**练习目标:**
能否把下面所有行重写一遍，把其中的“keypoint”都改成“marker”，其余内容一字不动？
▽
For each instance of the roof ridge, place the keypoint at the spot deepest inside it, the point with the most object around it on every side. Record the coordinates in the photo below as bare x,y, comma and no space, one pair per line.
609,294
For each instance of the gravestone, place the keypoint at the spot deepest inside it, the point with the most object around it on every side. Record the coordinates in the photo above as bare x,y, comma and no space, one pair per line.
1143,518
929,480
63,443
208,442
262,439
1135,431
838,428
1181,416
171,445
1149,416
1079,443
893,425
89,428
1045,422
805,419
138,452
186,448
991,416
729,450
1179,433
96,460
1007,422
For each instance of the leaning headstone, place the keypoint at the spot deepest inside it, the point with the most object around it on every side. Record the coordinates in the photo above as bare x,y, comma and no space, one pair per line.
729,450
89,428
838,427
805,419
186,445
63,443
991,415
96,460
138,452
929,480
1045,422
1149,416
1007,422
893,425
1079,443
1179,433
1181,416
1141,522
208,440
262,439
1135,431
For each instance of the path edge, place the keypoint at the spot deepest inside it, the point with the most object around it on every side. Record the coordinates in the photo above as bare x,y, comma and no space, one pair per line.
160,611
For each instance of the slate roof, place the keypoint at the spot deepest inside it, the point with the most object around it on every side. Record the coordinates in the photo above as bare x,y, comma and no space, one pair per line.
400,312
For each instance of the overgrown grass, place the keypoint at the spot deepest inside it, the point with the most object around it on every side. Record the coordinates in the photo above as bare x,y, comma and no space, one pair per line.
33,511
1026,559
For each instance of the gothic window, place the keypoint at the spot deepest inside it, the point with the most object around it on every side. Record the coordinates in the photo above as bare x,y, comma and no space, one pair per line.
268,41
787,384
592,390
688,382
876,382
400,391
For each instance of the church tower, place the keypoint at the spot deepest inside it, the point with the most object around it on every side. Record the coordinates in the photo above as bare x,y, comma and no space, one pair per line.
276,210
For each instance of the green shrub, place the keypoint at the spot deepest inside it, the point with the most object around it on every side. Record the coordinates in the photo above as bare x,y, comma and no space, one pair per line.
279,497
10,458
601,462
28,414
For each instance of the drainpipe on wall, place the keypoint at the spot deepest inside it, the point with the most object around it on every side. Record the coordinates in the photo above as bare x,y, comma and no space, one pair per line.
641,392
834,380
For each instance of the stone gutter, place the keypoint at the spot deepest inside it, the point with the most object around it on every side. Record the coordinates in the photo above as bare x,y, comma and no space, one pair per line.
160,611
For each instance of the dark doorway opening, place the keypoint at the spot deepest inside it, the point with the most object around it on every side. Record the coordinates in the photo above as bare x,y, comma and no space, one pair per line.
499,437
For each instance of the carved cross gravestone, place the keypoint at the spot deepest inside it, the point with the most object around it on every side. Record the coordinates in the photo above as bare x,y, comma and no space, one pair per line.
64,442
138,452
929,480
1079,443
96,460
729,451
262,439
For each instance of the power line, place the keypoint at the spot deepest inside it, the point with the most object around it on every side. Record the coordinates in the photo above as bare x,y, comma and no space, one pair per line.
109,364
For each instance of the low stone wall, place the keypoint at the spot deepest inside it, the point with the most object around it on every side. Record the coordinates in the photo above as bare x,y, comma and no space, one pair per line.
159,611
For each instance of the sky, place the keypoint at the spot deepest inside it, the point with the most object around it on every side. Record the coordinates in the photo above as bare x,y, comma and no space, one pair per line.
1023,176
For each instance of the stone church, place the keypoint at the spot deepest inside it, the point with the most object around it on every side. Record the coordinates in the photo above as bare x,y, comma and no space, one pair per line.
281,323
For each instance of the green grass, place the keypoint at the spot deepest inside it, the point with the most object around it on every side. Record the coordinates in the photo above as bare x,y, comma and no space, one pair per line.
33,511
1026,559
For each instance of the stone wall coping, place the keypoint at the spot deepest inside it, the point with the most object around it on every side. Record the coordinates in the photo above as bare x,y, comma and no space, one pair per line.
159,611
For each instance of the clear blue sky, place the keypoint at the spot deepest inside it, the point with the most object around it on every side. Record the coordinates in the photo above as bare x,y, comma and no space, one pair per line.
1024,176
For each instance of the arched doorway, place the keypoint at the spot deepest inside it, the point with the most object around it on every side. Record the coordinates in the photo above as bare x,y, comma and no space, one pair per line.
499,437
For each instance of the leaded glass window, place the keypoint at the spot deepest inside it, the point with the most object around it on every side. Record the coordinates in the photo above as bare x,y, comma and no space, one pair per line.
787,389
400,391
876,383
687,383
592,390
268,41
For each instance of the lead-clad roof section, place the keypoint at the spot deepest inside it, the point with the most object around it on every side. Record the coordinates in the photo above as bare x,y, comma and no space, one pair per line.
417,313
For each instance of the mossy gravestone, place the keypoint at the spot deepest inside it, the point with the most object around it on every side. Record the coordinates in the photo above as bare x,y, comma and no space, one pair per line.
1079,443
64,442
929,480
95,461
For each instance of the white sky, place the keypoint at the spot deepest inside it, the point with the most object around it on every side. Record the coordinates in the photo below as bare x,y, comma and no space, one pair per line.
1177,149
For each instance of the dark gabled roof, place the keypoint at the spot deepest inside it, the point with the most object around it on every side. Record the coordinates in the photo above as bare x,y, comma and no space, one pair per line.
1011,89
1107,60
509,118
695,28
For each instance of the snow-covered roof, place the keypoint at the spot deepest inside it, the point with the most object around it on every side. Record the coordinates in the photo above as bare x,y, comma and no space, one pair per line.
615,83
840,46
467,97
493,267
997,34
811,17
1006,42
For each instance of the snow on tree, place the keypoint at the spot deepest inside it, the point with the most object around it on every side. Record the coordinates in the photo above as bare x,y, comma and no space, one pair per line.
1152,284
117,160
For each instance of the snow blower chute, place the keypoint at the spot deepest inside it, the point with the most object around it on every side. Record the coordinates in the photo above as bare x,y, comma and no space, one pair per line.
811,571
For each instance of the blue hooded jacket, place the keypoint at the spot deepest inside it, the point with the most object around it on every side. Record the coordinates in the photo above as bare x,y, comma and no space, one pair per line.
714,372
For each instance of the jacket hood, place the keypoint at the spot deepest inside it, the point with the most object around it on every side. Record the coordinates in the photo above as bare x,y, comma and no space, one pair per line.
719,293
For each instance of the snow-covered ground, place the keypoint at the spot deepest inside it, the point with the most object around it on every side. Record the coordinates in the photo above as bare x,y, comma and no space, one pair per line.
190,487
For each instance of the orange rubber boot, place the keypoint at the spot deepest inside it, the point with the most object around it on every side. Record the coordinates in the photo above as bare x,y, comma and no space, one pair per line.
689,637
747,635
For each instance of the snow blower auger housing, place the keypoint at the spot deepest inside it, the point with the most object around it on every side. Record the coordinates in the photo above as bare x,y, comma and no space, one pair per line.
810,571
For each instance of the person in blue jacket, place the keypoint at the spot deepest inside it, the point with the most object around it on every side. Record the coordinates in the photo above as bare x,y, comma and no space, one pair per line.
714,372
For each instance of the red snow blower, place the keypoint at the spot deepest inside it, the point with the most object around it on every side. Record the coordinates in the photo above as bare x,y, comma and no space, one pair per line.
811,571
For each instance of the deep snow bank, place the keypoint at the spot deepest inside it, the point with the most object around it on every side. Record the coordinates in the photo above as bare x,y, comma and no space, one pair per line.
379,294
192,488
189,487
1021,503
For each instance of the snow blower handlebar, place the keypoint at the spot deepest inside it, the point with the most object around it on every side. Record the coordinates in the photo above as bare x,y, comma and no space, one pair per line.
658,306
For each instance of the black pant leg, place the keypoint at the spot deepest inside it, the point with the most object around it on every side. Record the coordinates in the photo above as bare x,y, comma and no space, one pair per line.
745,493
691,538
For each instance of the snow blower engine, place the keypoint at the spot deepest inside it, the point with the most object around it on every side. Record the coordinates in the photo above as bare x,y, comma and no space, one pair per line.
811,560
△
**完整回答:**
For each instance of the roof ridge, place the marker at the spot deepest inside it, the point with the most object around it on every side. Record the coordinates in the photo below as bare x,y, comma and no space, one pair per line.
609,294
For each instance of the gravestone, place the marker at the spot deepest inside it, the point with the most object around it on every side. Record the coordinates in the photo above as bare x,y, comma and no space, one pair per line.
1143,518
929,480
63,443
208,442
262,439
1135,431
838,428
1181,416
171,445
1149,416
1079,443
893,425
89,428
1045,422
805,419
138,452
186,448
991,416
729,450
1179,433
96,460
1007,422
For each instance of the leaning headstone, place the marker at the spot deepest inside it, the point with the most object around it on every side. Record the coordinates in the photo above as bare x,y, comma and no space, one pair per line.
729,450
89,428
838,427
805,419
186,445
63,443
991,415
96,460
138,452
929,480
1045,422
1149,416
1007,422
893,425
1079,443
1179,433
1181,416
1141,522
208,440
262,439
1135,431
For each instance of the path edge, place the marker at the spot deepest inside it, the point with the most object around it on every side. Record the coordinates in the photo above as bare x,y, comma and no space, one pair per line.
160,611
For each instance of the slate roof, place the marker at the spot deepest inside it, the point with the most object around it on every side. Record the coordinates in the photo above as bare x,y, comma and no space, one pair per line.
400,312
For each instance of the overgrown grass, place the marker at the spot deepest inside it, the point with the most object around it on every side. Record the coordinates in the photo above as bare x,y, comma and no space, one pair per line.
33,511
1026,559
For each instance of the gothic window, place the marker at the spot deepest inside it, the point with the most object around it on every side. Record the coordinates in the photo above as bare x,y, comma and no space, one pair per line.
268,41
787,384
592,390
688,382
876,382
400,391
For each instance of the church tower, place the marker at the spot deepest inside it, the point with the most object around it on every side. Record the coordinates in the photo above as bare x,y, comma and no space, one pair per line.
276,210
For each instance of the green shrub, place the marker at the spot deepest inside it, the point with the most object around it on every side. Record the coordinates in the photo above as bare x,y, comma and no space, one pair per line.
279,497
10,458
601,462
28,414
For each instance of the drainpipe on wall, place the marker at the spot deepest inside it, the point with the most object around it on every side. Record the coordinates in the photo above as bare x,y, comma and no space, one pair per line.
641,392
834,380
For each instance of the stone gutter, place the marker at the spot deepest inside it, the point with the most object around it on every side. Record the coordinates in the photo above as bare x,y, comma and no space, one pair per line.
160,611
For each instance of the dark doorway opening, place the marker at the spot deepest inside it, the point with the most object around it on every side. Record the coordinates in the photo above as bare x,y, comma and no space, one pair per line.
499,437
For each instance of the carved cross gravestone, place the marker at the spot deepest inside it, the point with the most object around it on every side. Record the coordinates in the photo above as bare x,y, comma and no space, one pair per line.
64,442
138,452
929,480
1079,443
96,460
729,451
262,439
For each instance of the power line, place the marker at the spot deepest inside it, the point with the most object around it on every side. Record the coordinates in the photo above as bare x,y, comma and no space, one pair per line.
109,364
For each instance of the low stone wall, place the marker at the spot deepest inside it, the point with the most object around it on every side. Record the coordinates in the photo above as bare x,y, comma and no space, one pair per line.
159,611
For each instance of the sky, place the marker at the spot deepest inside it, the point with the most object around it on every side. Record the coordinates in the photo above as bare x,y, comma and no space, one pair per line.
1023,176
For each instance of the stone church, place the marker at the spot deepest inside it, the point with the most object around it on every side. Record the coordinates in the photo above as bare x,y, comma and no space, one pair per line.
281,323
For each instance of the green grass, place the marker at the spot deepest inside it, the point with the most object around it on every side. Record the coordinates in the photo above as bare x,y, comma and no space, one pair per line.
33,511
1026,559
For each instance of the stone wall coping, place the marker at the spot deepest inside it, the point with the most object around it on every side. Record the coordinates in the photo above as bare x,y, comma and no space, one pair per line.
159,611
For each instance of the clear blue sky, place the marker at the spot deepest inside it, the point with the most object around it on every side. Record the coordinates in the photo above as bare x,y, comma and no space, one pair per line.
1024,176
For each instance of the arched doorway, place the marker at the spot deepest inside it, the point with the most object around it on every side. Record the coordinates in the photo above as bare x,y, comma and no space, one pair per line.
499,437
For each instance of the leaded glass window, place the marker at the spot deepest inside it, the point with the most object around it on every side. Record the coordinates in the photo above as bare x,y, comma and no space, one pair per line.
787,389
400,391
876,383
687,383
592,390
268,41
For each instance of the lead-clad roof section, place the marker at the spot deepest inside it, the point with the most object around it on every side. Record the coordinates in the photo above as bare x,y, comma and no space, one pair per line.
417,313
For each instance of the mossy gravestone, place the marker at the spot deepest inside it, the point with the most object around it on every side. Record the coordinates in the photo above as bare x,y, comma and no space, one pair per line.
1079,443
64,442
929,480
95,461
For each instance of the white sky, place the marker at the spot deepest inside it, the point with the most object around it on every side. Record the coordinates in the photo below as bare x,y, comma and no space, one pair per line.
1177,149
For each instance of the dark gabled roof, place the marker at the spot deepest inside it, the point with the most object around it on every side. Record the coordinates in the photo above as bare x,y, comma and no space, one pair per line.
1011,89
1107,60
509,118
695,28
For each instance of the snow-covered roof, place the marker at the spot deepest inside it, the point with the most object around it on every side. Record the coordinates in the photo above as bare x,y, comma and no space, one pair per line.
615,83
840,46
467,97
493,267
997,34
811,17
1006,42
For each instance of the snow on tree, place the marker at the spot deepest inside it, the point with the most object around it on every side. Record the coordinates in the photo above as bare x,y, comma and no space, one pair per line.
1152,284
117,160
For each instance of the snow blower chute, place the marker at the spot deepest inside it, the point with the most object around it on every side. Record the coordinates in the photo above as bare x,y, comma and no space, one pair per line.
811,571
For each instance of the blue hooded jacket, place the marker at the spot deepest inside it, the point with the most object around it on every side. Record the coordinates in the photo above as bare x,y, comma and no space, one pair per line.
714,372
For each instance of the jacket hood, place the marker at the spot deepest inside it, the point with the most object around it on every side. Record the coordinates in the photo above as bare x,y, comma and no space, one pair per line.
719,293
For each instance of the snow-covered ground, place the marker at the spot deepest inside it, the point with the most object around it on every side. Record the coordinates in the photo above as bare x,y, comma and no space, one pair per line.
190,487
For each instance of the orange rubber boot, place the marker at the spot deepest inside it, the point with the most object around it on every side. Record the coordinates in the photo above as bare x,y, comma and no space, one pair per line.
689,637
747,635
For each instance of the snow blower auger housing, place the marker at the spot deepest inside it, the point with the most object around it on every side. Record the coordinates in the photo above as bare x,y, comma and no space, one pair per line.
810,571
For each instance of the person in blue jacket, place the marker at the spot deepest inside it, the point with the most object around it on every side. Record the coordinates in the photo above as bare x,y, comma and no space, one pair per line.
714,372
For each instance of the red snow blower, place the marker at the spot deepest inside it, the point with the most object around it on every side. Record the coordinates in the photo above as bare x,y, comma and no space, one pair per line.
811,571
For each instance of the deep snow bank, place the marker at the spot deepest inside it, the point with the most object around it on every side. Record the coordinates in the photo above as bare x,y, comma and no space, one pair per line.
379,294
192,488
189,487
1021,503
For each instance of the snow blower handlebar, place the marker at the spot deepest inside it, the point with the most object around it on every side. Record the coordinates in the photo above as bare x,y, comma and no space, one pair per line.
658,306
For each instance of the black pant leg, place the marker at the spot deepest inside it, the point with the most object around it on every side. Record the coordinates in the photo above as bare x,y, comma and no space, one pair per line.
745,493
691,538
For each instance of the snow blower engine, place the marker at the spot deepest inside it, the point with the most object around it on every side. Record the coordinates in the photo above as bare x,y, comma and no space, one pair per line.
811,560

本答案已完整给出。